§ GOAL
Could you write out every record below exactly, leaving out any pictures?

+++ PROVIDED RECORDS +++

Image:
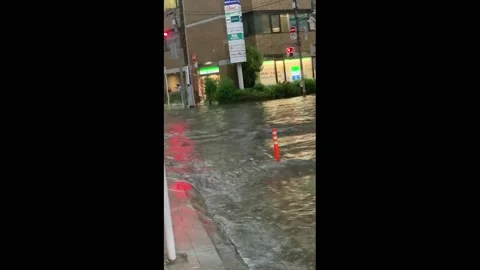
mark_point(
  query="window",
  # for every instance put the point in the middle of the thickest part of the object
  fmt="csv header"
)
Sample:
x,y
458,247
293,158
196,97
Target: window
x,y
275,23
262,24
248,25
169,4
284,24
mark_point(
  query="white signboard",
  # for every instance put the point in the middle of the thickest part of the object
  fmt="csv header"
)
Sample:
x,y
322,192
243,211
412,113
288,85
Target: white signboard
x,y
235,37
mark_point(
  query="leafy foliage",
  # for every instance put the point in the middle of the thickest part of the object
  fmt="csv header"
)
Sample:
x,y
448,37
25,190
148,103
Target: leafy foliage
x,y
210,89
225,91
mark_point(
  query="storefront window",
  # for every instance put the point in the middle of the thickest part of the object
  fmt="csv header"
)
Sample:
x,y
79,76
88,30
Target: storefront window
x,y
308,69
262,24
284,24
169,4
267,75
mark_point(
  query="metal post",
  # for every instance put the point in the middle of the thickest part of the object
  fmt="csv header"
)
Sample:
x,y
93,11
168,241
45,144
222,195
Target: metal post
x,y
166,85
299,46
184,42
182,89
171,254
240,76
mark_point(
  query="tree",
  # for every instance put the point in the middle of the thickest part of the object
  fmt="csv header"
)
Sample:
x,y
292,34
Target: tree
x,y
252,66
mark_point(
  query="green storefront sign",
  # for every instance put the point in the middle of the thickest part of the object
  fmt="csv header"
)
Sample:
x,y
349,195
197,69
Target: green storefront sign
x,y
209,70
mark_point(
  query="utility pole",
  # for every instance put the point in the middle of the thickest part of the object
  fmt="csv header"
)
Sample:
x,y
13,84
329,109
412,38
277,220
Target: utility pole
x,y
186,55
299,46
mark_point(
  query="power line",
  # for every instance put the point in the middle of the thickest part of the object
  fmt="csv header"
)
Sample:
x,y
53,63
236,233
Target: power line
x,y
222,13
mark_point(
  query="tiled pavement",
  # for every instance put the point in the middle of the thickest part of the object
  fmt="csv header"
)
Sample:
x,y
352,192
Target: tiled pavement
x,y
191,239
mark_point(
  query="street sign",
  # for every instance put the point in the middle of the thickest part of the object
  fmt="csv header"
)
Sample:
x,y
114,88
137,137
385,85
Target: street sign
x,y
302,20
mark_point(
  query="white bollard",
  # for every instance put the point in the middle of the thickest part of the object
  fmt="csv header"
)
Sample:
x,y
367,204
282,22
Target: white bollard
x,y
171,254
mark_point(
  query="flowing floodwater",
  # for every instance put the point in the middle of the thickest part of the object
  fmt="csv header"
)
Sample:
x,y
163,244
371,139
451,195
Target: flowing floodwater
x,y
265,208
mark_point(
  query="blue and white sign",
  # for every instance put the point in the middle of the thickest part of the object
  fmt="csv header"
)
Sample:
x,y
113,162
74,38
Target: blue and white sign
x,y
231,2
235,37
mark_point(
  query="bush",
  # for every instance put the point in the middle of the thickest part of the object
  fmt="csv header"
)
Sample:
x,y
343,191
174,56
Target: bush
x,y
310,86
225,91
175,97
286,90
260,87
210,89
250,95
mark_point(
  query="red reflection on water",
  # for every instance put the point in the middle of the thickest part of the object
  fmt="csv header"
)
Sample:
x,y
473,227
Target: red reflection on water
x,y
181,185
181,189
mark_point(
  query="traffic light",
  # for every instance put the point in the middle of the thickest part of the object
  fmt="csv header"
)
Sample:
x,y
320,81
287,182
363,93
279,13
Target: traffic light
x,y
289,51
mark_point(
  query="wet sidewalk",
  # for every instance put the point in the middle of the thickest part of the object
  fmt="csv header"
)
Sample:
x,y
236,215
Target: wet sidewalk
x,y
194,247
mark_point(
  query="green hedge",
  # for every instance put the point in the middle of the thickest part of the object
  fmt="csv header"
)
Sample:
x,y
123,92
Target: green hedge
x,y
226,93
174,98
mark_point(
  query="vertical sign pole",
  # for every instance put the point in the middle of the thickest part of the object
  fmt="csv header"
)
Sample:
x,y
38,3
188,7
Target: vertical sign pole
x,y
171,254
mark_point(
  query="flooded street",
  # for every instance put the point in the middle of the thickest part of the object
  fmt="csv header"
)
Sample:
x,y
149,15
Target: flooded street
x,y
265,208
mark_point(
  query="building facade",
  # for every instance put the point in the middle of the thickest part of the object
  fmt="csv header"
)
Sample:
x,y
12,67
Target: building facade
x,y
266,26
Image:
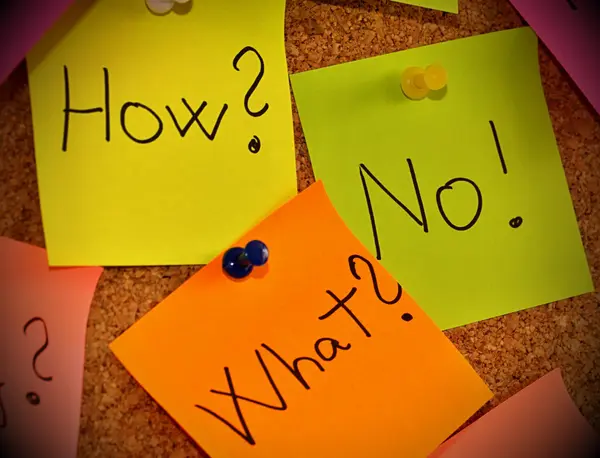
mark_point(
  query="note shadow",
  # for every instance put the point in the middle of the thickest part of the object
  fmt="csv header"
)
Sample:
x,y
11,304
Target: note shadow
x,y
58,31
438,95
183,8
258,273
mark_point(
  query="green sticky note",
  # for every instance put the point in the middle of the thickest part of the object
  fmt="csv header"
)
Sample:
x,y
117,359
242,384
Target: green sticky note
x,y
449,6
462,195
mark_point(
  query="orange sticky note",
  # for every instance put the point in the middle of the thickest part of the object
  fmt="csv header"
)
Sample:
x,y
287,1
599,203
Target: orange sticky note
x,y
319,353
43,319
540,421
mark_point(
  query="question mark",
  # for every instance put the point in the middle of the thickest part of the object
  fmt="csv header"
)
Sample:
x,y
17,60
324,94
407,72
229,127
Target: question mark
x,y
254,144
32,397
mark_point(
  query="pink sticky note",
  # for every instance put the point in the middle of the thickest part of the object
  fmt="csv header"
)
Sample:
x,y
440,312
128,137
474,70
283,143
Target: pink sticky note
x,y
22,24
541,421
43,320
569,28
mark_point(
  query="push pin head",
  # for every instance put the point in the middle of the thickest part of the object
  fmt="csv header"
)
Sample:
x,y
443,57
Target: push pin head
x,y
162,6
417,83
238,262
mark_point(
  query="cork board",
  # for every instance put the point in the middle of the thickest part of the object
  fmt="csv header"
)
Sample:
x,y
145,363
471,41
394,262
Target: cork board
x,y
120,420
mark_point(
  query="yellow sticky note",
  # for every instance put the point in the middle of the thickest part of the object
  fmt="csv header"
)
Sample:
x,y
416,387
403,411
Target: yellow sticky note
x,y
187,141
319,353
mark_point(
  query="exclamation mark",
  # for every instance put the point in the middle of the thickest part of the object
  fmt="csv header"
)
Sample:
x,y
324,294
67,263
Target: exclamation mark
x,y
517,220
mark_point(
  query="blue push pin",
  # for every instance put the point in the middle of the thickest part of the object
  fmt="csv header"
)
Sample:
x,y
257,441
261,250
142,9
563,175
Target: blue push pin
x,y
238,262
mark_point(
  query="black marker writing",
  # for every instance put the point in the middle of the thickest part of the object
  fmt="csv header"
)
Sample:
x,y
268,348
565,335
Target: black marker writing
x,y
341,304
3,421
448,186
152,114
326,348
254,144
334,347
41,349
352,262
195,119
420,222
498,147
68,110
159,126
294,367
255,83
246,434
515,222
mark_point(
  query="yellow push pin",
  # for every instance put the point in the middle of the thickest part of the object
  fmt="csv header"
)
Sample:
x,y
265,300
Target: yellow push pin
x,y
417,83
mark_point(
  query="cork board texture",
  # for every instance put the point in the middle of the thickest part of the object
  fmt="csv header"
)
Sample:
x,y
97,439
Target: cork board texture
x,y
120,420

+++

§ THE OUTPUT
Image:
mark_point(
  query="window",
  # for every instance put the point in the middle of the thickest part of the object
  fmt="csv header"
)
Sample:
x,y
458,247
293,158
196,97
Target: window
x,y
275,23
262,24
248,25
169,4
284,24
mark_point(
  query="white signboard",
  # for every instance put the point in the middle of the thickest part of the object
  fmt="csv header"
)
Sample:
x,y
322,192
243,211
412,113
288,85
Target: white signboard
x,y
235,37
mark_point(
  query="leafy foliage",
  # for every instance put the point in the middle of the thickest part of the object
  fmt="csv header"
)
Sample:
x,y
448,37
25,190
148,103
Target: leafy foliage
x,y
210,89
225,91
mark_point(
  query="storefront window",
  # for every instance put the point in the middle of the thickest part of the object
  fmt="csv header"
)
Sample:
x,y
79,76
88,30
Target: storefront window
x,y
308,69
262,24
284,24
169,4
267,75
mark_point(
  query="metal post",
  # for every instance put the point in the middle of the thickest part of the object
  fmt="csv header"
)
Sample:
x,y
93,11
168,241
45,144
222,195
Target: metal post
x,y
166,85
299,46
184,42
182,89
171,254
240,76
mark_point(
  query="tree",
  # for every instance put the point in the middle of the thickest part of the object
  fmt="csv header"
)
Sample:
x,y
292,34
Target: tree
x,y
252,66
mark_point(
  query="green storefront sign",
  # for every instance put the point in the middle of the thickest part of the object
  fmt="csv header"
)
Sample:
x,y
349,195
197,69
Target: green storefront sign
x,y
209,70
mark_point(
  query="utility pole",
  # for every instance put the point in the middle of the thickest part of the object
  fmt="csv header"
)
Sample:
x,y
13,84
329,109
412,38
277,220
Target: utility pole
x,y
186,55
299,46
mark_point(
  query="power line",
  # for every instance put the point in the middle of the thickest part of the object
  fmt="csv header"
)
Sample:
x,y
53,63
236,233
Target: power line
x,y
222,13
mark_point(
  query="tiled pavement",
  # for every instance put the point in the middle of the thickest part of the object
  fmt="csv header"
)
Sample:
x,y
352,192
Target: tiled pavement
x,y
191,239
mark_point(
  query="street sign",
  # for every instance put the point in the middle of the thickest part of the object
  fmt="csv header"
)
Sample:
x,y
114,88
137,137
385,85
Target: street sign
x,y
302,20
mark_point(
  query="white bollard",
  # for every instance put the point in the middle of the thickest part of the object
  fmt="csv header"
)
Sample:
x,y
367,204
282,22
Target: white bollard
x,y
171,254
mark_point(
  query="flowing floodwater",
  # for every instance put the point in the middle of the thickest part of the object
  fmt="csv header"
)
Sample:
x,y
163,244
371,139
451,195
Target: flowing floodwater
x,y
265,208
mark_point(
  query="blue and white sign",
  # for every instance put the point in the middle of the thickest part of the object
  fmt="csv header"
)
Sample:
x,y
113,162
74,38
Target: blue and white sign
x,y
231,2
235,37
mark_point(
  query="bush",
  # for every instance put the point in the middle of the thickest part of the object
  fmt="csv header"
)
Sample:
x,y
343,191
174,56
Target: bush
x,y
310,86
225,91
175,97
286,90
260,87
210,89
250,95
mark_point(
  query="red reflection on water",
  # for every instance put the point in the middle of the thickest part of the object
  fmt="csv header"
)
Sample:
x,y
473,227
Target: red reflection on water
x,y
181,185
181,189
mark_point(
  query="traffic light",
  # for every instance put the point in the middle of the thickest part of the object
  fmt="csv header"
)
Sample:
x,y
320,81
287,182
363,93
279,13
Target: traffic light
x,y
289,51
mark_point(
  query="wet sidewalk",
  # for every instance put the point in the middle of the thickest part of the object
  fmt="csv header"
)
Sample:
x,y
236,215
Target: wet sidewalk
x,y
194,247
mark_point(
  query="green hedge",
  # for every instance put the point in the middle of the thickest part of the object
  fmt="csv header"
)
Sample:
x,y
123,92
Target: green hedge
x,y
226,93
174,98
mark_point(
  query="vertical sign pole",
  # for every instance put the point in the middle of the thickest part of the object
  fmt="csv header"
)
Sample:
x,y
38,3
188,7
Target: vertical sign pole
x,y
171,254
mark_point(
  query="flooded street",
  # for every instance put the point in the middle of the thickest part of the object
  fmt="csv header"
)
Sample:
x,y
149,15
Target: flooded street
x,y
265,208
mark_point(
  query="building facade",
  # for every instance put the point in the middle of the thickest part of the object
  fmt="csv header"
)
Sample:
x,y
12,67
Target: building facade
x,y
266,26
Image:
mark_point(
  query="note shadow",
  # for every instance put the point in the middle of the thickest part of the object
  fmt="csv header"
)
Sample:
x,y
11,304
Target: note shadow
x,y
58,31
438,95
183,8
258,273
mark_point(
  query="green sticky note",
  # for every instance put the point in the middle of the thickest part of the object
  fmt="csv header"
)
Sample:
x,y
117,359
242,384
Target: green sticky note
x,y
449,6
462,195
mark_point(
  query="orange sticky note",
  # for every instance put the point in the middle of the thickest part of the object
  fmt="csv header"
)
Sample:
x,y
287,1
599,203
Target: orange sticky note
x,y
319,353
43,319
540,421
mark_point(
  query="question mark",
  # for every instance put the point in the middle of the thickest part of the object
  fmt="csv header"
)
Sample:
x,y
17,60
324,94
407,72
229,127
Target: question mark
x,y
254,144
32,397
mark_point(
  query="pink sticky note",
  # for every instance put the point in the middle of the thickest part of the object
  fmt="csv header"
)
Sample:
x,y
440,312
128,137
474,70
283,143
Target: pink sticky note
x,y
22,24
541,421
43,320
569,28
mark_point(
  query="push pin head",
  # for every instance put the point in the middle of the thickest part of the object
  fmt="csv header"
)
Sample:
x,y
443,57
Target: push pin head
x,y
162,6
417,83
238,262
mark_point(
  query="cork board",
  # for every instance put the point in the middle of the thickest part of the object
  fmt="csv header"
)
Sample:
x,y
145,363
471,41
394,262
Target: cork board
x,y
120,420
mark_point(
  query="yellow sticky note",
  # for every instance put the point in the middle of the thickest part of the object
  fmt="csv header"
)
Sample:
x,y
416,387
403,411
Target: yellow sticky note
x,y
187,141
319,353
mark_point(
  query="exclamation mark",
  # for every instance put the point in the middle of the thickest part of the object
  fmt="csv header"
)
Sample:
x,y
324,294
67,263
Target: exclamation mark
x,y
517,220
mark_point(
  query="blue push pin",
  # for every instance put the point in the middle of the thickest part of the object
  fmt="csv header"
)
Sample:
x,y
257,441
261,250
142,9
563,175
Target: blue push pin
x,y
238,262
mark_point(
  query="black marker writing",
  # for every instance put the point in the middle of the thickest part of the object
  fmt="csv header"
)
Sample:
x,y
268,348
565,335
Target: black marker writing
x,y
341,304
3,421
448,186
152,114
326,348
254,144
334,347
41,349
352,262
195,119
420,222
498,147
68,110
159,126
294,367
255,83
246,434
515,222
mark_point(
  query="yellow push pin",
  # for every instance put the point in the middle of the thickest part of the object
  fmt="csv header"
)
Sample:
x,y
265,300
Target: yellow push pin
x,y
417,83
mark_point(
  query="cork board texture",
  # for every instance put the point in the middle of the thickest part of the object
  fmt="csv header"
)
Sample:
x,y
97,439
Target: cork board texture
x,y
120,420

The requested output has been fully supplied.